— BEGIN —

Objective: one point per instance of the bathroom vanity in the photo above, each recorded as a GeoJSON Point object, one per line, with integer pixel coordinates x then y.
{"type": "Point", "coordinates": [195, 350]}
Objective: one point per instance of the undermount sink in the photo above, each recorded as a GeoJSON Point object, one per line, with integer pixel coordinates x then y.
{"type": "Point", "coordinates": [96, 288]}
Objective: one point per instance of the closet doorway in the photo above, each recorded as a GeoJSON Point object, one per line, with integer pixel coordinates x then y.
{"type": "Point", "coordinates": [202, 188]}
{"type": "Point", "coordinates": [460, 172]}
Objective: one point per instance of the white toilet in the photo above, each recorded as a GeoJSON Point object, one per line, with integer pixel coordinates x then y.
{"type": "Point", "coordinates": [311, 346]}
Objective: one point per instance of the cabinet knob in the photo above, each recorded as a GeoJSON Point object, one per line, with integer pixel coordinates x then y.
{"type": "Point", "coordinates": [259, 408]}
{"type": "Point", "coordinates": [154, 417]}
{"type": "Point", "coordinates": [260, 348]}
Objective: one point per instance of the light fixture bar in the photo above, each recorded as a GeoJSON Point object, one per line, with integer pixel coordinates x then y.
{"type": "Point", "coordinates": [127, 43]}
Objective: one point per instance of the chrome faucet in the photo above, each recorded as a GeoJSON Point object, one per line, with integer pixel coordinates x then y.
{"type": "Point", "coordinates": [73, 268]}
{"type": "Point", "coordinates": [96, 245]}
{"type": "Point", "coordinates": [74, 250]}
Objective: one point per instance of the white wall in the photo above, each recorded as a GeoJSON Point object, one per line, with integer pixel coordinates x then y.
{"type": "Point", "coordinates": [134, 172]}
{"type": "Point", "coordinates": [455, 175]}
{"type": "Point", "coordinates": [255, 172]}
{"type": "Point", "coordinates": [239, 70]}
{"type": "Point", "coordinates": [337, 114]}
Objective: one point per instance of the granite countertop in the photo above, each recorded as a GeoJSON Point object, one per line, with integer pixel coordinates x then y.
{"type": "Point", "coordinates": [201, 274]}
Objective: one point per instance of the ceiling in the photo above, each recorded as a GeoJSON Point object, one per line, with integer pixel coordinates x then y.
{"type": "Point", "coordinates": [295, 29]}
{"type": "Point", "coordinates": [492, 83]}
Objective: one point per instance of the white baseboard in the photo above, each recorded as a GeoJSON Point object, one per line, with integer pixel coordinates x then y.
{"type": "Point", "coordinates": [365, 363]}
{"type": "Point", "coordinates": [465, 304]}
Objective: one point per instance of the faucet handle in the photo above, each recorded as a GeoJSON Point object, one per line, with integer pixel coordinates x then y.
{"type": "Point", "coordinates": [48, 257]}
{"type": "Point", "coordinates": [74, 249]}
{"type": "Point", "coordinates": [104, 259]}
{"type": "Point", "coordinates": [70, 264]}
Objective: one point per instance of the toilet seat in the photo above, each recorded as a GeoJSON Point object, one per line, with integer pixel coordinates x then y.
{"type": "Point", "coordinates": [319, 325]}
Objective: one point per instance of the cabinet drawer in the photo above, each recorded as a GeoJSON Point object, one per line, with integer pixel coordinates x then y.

— END —

_Goal_
Restate the records, all of them, precisely as written.

_Output of the task_
Objective: one point per instance of the bathroom vanity in the photo above, each recorded as a GeoJSON Point object, one per line, with integer pixel coordinates x then y.
{"type": "Point", "coordinates": [195, 350]}
Objective: one point per instance of the undermount sink in the photo above, each recorded as a GeoJSON Point object, one per line, with integer pixel coordinates x then y.
{"type": "Point", "coordinates": [96, 288]}
Objective: one point per instance of the closet doorway in the photo above, each recorded as a GeoJSON Point object, one per line, with integer pixel coordinates x then y.
{"type": "Point", "coordinates": [202, 188]}
{"type": "Point", "coordinates": [460, 172]}
Objective: one point per instance of the white toilet in the photo above, each recorded as a GeoJSON Point object, one per line, with integer pixel coordinates x then y.
{"type": "Point", "coordinates": [311, 346]}
Objective: one point per instance of the cabinet knob in the photo above, each recorded as a GeoJSON Point object, one per line, with integer pixel coordinates x then y.
{"type": "Point", "coordinates": [259, 408]}
{"type": "Point", "coordinates": [154, 417]}
{"type": "Point", "coordinates": [260, 348]}
Objective: one point per instance of the light fixture bar in the photo above, each recorded as a GeoJSON Point object, one per line, with integer pixel coordinates x then y.
{"type": "Point", "coordinates": [127, 43]}
Objective: one point per instance of the chrome faucet in the photo above, each recorded as a GeoJSON Point object, one per line, with integer pixel coordinates x then y.
{"type": "Point", "coordinates": [73, 268]}
{"type": "Point", "coordinates": [96, 245]}
{"type": "Point", "coordinates": [74, 250]}
Objective: one point per instance of the white wall in the photo above, each recorded as a GeoJSON Point object, one per line, with integer pixel coordinates x then y.
{"type": "Point", "coordinates": [134, 172]}
{"type": "Point", "coordinates": [455, 175]}
{"type": "Point", "coordinates": [255, 172]}
{"type": "Point", "coordinates": [239, 70]}
{"type": "Point", "coordinates": [337, 114]}
Objective: one point per instance of the granite countertop in the photo above, each recorded as a GeoJSON Point object, one per line, with integer pixel coordinates x then y.
{"type": "Point", "coordinates": [201, 274]}
Objective: one point per instance of the ceiling in the photo above, each recorded as a GeoJSON Point object, one per line, with integer pixel coordinates x then y.
{"type": "Point", "coordinates": [295, 29]}
{"type": "Point", "coordinates": [492, 83]}
Objective: one point per instance of the white baseboard in the photo above, each recorded as a GeoJSON Point object, one per line, with integer pixel coordinates x then y.
{"type": "Point", "coordinates": [365, 363]}
{"type": "Point", "coordinates": [465, 304]}
Objective: one point per instance of the faucet handle in the photo above, each recorded as a GeoJSON Point object, one per line, with integer pixel coordinates x then y.
{"type": "Point", "coordinates": [48, 257]}
{"type": "Point", "coordinates": [74, 249]}
{"type": "Point", "coordinates": [104, 259]}
{"type": "Point", "coordinates": [70, 264]}
Objective: one point per instance of the toilet seat in the photo above, each recorded as a GeoJSON Point object, one per line, with integer pixel coordinates x then y.
{"type": "Point", "coordinates": [319, 325]}
Objective: one point per instance of the cabinet drawer in the photo above, each recorded as a GeoJSON Point object, one per line, with integer pixel coordinates x then y.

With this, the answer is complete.